(Extrait du récit)
- Qu’est ce que je peux faire pour toi, Gora ?
- Je voudrais apprendre à lire et à écrire.
C’était il y a 7 ans. À l’époque, tout le monde m’avait mise en garde. On craignait que l’argent que j’envoyais ne serve à rien. À rien ? Même si Gora ne retournait pas à l’école, l’argent aurait servi à plein d’autres choses. Je lui donnais la chance comme il disait. À lui de la saisir, ou pas. J’avais assez passé de temps en Afrique de l’ouest pour savoir que l’argent y manque et y circule.
6 mois plus tard, je suis retournée au Sénégal. Gora m’attendait chez lui à Thies, la petite ville au nord de Dakar. À peine arrivée, il a sorti son cartable et son cahier et m’a dit :
- Qu’est ce que tu veux que j’écrive?
- Écris, Gora, écris : Je suis très contente et très fière parce que maintenant tu sais lire et écrire!
- Je suis tré conten parce que mantenant, je sé lire et ecrire…..
Après plusieurs années à « travailler avec les putes » à Saly, la station balnéaire de la petite côte qui propose une offre de prostitution féminine et masculine attractive pour certains touristes, Gora a débarqué au Maroc. Une gentille « Toubab » en manque d’affection et peut-être d’expérience sexuelle folklorique lui avait offert le coûteux billet.
Bien sûr, il a filé sur Tanger.
Bien sûr, il est monté dans un Zodiac voué au naufrage tant il était vieux, usé et surtout surchargé
Bien sûr, il a eut très peur quand Frontex a renversé l’embarcation laissant les espérants migrants dans l’eau glacée de l’océan naissant.
Bien sûr, il fut renvoyé à Oujda à la frontière Algérienne où on lui prit ses papiers, ses chaussures et beaucoup de sa dignité.
Et,
de retour à Casablanca
il est tombé très malade.
La gentille Toubab ne répondait plus à ses appels, peut-être déjà occupée à d’autres expériences. Gora comptait sur moi pour prendre le relais. Ce que j’ai fait, en échange de la promesse qu’il ne tenterait plus la mer.

(Extraits des items)
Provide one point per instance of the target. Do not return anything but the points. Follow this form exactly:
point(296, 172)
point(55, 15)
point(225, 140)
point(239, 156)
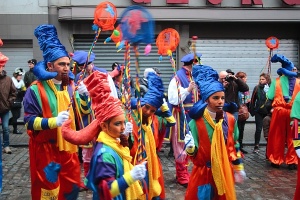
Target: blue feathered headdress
point(286, 65)
point(207, 80)
point(81, 56)
point(52, 50)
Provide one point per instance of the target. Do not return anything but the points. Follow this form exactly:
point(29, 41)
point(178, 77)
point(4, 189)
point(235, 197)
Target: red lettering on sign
point(215, 2)
point(141, 1)
point(291, 2)
point(178, 1)
point(249, 2)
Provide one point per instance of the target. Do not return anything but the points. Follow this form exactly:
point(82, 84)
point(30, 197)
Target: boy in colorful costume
point(213, 142)
point(295, 115)
point(155, 118)
point(282, 92)
point(111, 174)
point(188, 95)
point(45, 109)
point(87, 116)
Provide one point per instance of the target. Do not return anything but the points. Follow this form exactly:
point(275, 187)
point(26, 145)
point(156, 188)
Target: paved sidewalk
point(263, 182)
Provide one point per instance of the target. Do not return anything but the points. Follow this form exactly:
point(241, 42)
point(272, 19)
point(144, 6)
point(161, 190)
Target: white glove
point(189, 140)
point(165, 103)
point(82, 89)
point(138, 172)
point(128, 129)
point(62, 117)
point(239, 176)
point(298, 152)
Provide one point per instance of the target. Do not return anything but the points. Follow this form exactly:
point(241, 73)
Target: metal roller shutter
point(247, 55)
point(18, 52)
point(106, 54)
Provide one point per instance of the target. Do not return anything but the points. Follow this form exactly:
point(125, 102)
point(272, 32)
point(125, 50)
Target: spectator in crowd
point(258, 108)
point(282, 93)
point(183, 82)
point(244, 98)
point(54, 164)
point(212, 143)
point(29, 77)
point(17, 105)
point(8, 94)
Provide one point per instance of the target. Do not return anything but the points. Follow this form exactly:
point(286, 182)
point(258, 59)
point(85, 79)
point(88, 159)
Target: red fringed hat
point(105, 105)
point(3, 59)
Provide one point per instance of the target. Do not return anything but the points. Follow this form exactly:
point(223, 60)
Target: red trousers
point(280, 134)
point(46, 184)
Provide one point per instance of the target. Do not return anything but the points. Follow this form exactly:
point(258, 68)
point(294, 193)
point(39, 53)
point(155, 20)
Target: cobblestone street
point(263, 182)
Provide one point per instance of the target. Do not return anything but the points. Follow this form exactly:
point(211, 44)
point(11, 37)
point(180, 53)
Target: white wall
point(24, 7)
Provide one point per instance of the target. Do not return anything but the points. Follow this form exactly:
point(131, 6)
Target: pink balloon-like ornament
point(148, 49)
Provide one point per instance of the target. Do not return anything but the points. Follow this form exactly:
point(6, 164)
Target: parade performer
point(54, 164)
point(282, 92)
point(155, 118)
point(87, 116)
point(213, 142)
point(80, 57)
point(111, 175)
point(295, 115)
point(188, 96)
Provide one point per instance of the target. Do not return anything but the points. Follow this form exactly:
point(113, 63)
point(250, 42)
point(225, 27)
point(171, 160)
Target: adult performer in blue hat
point(212, 144)
point(188, 96)
point(54, 164)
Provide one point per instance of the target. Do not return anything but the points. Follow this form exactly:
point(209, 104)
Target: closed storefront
point(106, 55)
point(246, 55)
point(18, 52)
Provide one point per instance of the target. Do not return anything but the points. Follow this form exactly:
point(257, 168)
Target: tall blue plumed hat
point(52, 50)
point(155, 93)
point(286, 65)
point(80, 57)
point(207, 80)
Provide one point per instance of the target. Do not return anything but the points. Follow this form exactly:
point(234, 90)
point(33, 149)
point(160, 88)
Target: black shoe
point(292, 166)
point(244, 151)
point(256, 149)
point(17, 132)
point(274, 165)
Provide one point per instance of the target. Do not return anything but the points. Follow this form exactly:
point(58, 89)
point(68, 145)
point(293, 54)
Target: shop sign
point(216, 2)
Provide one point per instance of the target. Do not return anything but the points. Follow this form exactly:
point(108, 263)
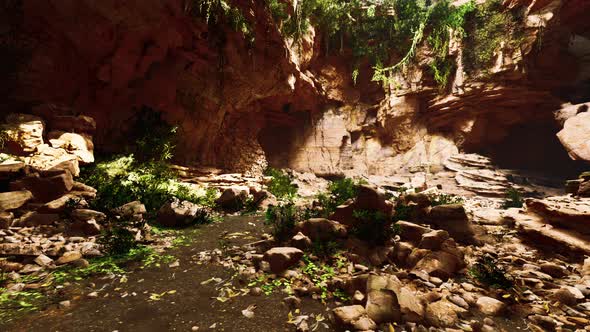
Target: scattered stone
point(232, 199)
point(382, 306)
point(68, 257)
point(87, 215)
point(353, 317)
point(43, 260)
point(490, 306)
point(321, 229)
point(300, 241)
point(281, 258)
point(180, 213)
point(554, 270)
point(568, 295)
point(6, 219)
point(434, 239)
point(14, 199)
point(64, 304)
point(442, 314)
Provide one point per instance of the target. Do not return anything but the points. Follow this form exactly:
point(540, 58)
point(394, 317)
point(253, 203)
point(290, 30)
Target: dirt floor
point(186, 303)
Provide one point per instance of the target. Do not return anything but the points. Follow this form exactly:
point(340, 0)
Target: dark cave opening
point(533, 148)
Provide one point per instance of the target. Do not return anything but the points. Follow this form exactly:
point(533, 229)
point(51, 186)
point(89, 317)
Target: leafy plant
point(513, 199)
point(281, 184)
point(282, 219)
point(373, 227)
point(444, 199)
point(218, 12)
point(488, 28)
point(488, 272)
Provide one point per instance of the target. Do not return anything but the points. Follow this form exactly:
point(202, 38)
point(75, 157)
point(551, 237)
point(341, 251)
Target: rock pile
point(44, 220)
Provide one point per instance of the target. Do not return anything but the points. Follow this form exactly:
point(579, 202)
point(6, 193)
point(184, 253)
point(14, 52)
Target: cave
point(534, 149)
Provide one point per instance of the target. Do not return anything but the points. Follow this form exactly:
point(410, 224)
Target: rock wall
point(240, 106)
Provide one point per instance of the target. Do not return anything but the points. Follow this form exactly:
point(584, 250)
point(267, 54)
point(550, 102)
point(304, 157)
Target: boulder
point(85, 227)
point(490, 306)
point(70, 123)
point(20, 249)
point(38, 219)
point(14, 199)
point(24, 133)
point(568, 295)
point(368, 199)
point(281, 258)
point(86, 215)
point(382, 306)
point(321, 229)
point(453, 219)
point(443, 314)
point(232, 199)
point(131, 209)
point(79, 145)
point(353, 317)
point(6, 219)
point(412, 232)
point(43, 260)
point(45, 189)
point(300, 241)
point(440, 264)
point(68, 257)
point(411, 305)
point(433, 240)
point(575, 136)
point(180, 213)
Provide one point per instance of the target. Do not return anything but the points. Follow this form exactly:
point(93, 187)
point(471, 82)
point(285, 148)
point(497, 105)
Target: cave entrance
point(281, 135)
point(534, 149)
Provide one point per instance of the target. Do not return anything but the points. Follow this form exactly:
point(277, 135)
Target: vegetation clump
point(488, 272)
point(281, 184)
point(489, 29)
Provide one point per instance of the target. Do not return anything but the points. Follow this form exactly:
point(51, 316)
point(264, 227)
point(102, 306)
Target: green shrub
point(373, 227)
point(281, 184)
point(488, 26)
point(488, 272)
point(338, 193)
point(513, 199)
point(282, 219)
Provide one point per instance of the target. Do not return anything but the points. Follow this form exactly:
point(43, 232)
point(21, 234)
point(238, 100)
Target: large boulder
point(180, 213)
point(24, 133)
point(382, 306)
point(575, 136)
point(46, 189)
point(353, 317)
point(443, 314)
point(232, 199)
point(453, 219)
point(368, 199)
point(321, 229)
point(79, 145)
point(281, 258)
point(14, 199)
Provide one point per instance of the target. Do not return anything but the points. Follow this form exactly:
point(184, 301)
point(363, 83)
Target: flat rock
point(490, 306)
point(281, 258)
point(353, 317)
point(68, 257)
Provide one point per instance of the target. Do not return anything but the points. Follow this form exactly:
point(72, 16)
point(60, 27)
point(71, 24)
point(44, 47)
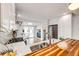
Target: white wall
point(7, 15)
point(75, 26)
point(0, 16)
point(7, 21)
point(64, 25)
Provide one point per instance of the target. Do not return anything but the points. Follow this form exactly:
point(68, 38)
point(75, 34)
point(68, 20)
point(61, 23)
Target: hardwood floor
point(54, 50)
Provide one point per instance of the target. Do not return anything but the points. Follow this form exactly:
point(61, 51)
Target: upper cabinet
point(7, 16)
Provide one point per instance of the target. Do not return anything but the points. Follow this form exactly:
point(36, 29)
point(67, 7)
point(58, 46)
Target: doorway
point(53, 31)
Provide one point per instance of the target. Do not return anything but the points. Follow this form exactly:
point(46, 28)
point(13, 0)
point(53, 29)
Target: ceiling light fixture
point(73, 6)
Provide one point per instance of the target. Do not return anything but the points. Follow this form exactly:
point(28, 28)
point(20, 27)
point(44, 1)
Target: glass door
point(30, 33)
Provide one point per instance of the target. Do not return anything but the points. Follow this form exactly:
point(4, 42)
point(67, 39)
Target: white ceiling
point(40, 11)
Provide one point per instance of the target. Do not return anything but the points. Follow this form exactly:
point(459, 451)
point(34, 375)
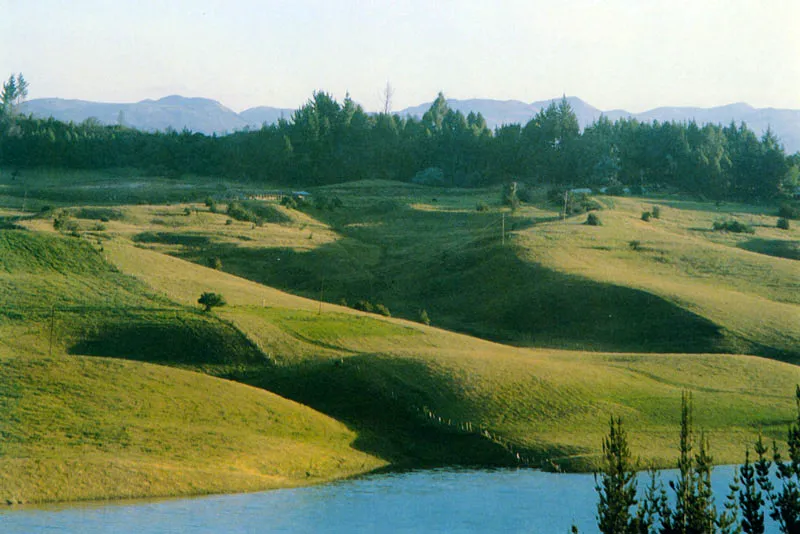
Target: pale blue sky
point(631, 54)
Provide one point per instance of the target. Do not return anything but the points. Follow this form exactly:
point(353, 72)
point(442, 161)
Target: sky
point(616, 54)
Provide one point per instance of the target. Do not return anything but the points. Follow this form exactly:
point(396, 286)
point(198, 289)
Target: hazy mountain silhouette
point(209, 116)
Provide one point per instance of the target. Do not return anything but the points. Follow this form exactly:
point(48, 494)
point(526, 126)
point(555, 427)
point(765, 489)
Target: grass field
point(83, 426)
point(592, 326)
point(389, 378)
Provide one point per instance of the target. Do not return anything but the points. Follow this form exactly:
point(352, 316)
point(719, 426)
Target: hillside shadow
point(171, 338)
point(386, 400)
point(773, 247)
point(485, 290)
point(516, 301)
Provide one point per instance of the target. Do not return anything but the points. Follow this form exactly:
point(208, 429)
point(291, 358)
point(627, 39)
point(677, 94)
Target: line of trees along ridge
point(329, 142)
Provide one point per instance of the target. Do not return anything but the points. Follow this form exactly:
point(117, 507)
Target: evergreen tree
point(785, 500)
point(751, 500)
point(616, 484)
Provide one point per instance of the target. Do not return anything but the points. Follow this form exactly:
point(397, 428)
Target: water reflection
point(416, 501)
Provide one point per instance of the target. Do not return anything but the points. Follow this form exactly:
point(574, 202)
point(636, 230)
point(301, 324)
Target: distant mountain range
point(209, 116)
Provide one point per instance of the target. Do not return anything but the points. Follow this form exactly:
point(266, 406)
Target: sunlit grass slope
point(78, 428)
point(553, 283)
point(402, 383)
point(89, 427)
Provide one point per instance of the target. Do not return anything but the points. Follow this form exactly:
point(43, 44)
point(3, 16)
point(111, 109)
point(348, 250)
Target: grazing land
point(538, 334)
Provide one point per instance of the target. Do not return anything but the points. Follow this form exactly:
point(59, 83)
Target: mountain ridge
point(209, 116)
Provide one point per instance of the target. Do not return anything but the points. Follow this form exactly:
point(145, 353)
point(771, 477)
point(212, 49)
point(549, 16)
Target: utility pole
point(321, 295)
point(52, 324)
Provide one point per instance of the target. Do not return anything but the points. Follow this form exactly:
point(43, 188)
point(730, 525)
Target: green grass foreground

(Consigne) Recopie le récit sur Gora en partant des mots « C’était il y » et en t'arrêtant après « lire et ecrire….. ». Les items n'ont aucun rapport avec le récit.

(Résultat)
C’était il y a 7 ans. À l’époque, tout le monde m’avait mise en garde. On craignait que l’argent que j’envoyais ne serve à rien. À rien ? Même si Gora ne retournait pas à l’école, l’argent aurait servi à plein d’autres choses. Je lui donnais la chance comme il disait. À lui de la saisir, ou pas. J’avais assez passé de temps en Afrique de l’ouest pour savoir que l’argent y manque et y circule.
6 mois plus tard, je suis retournée au Sénégal. Gora m’attendait chez lui à Thies, la petite ville au nord de Dakar. À peine arrivée, il a sorti son cartable et son cahier et m’a dit :
- Qu’est ce que tu veux que j’écrive?
- Écris, Gora, écris : Je suis très contente et très fière parce que maintenant tu sais lire et écrire!
- Je suis tré conten parce que mantenant, je sé lire et ecrire…..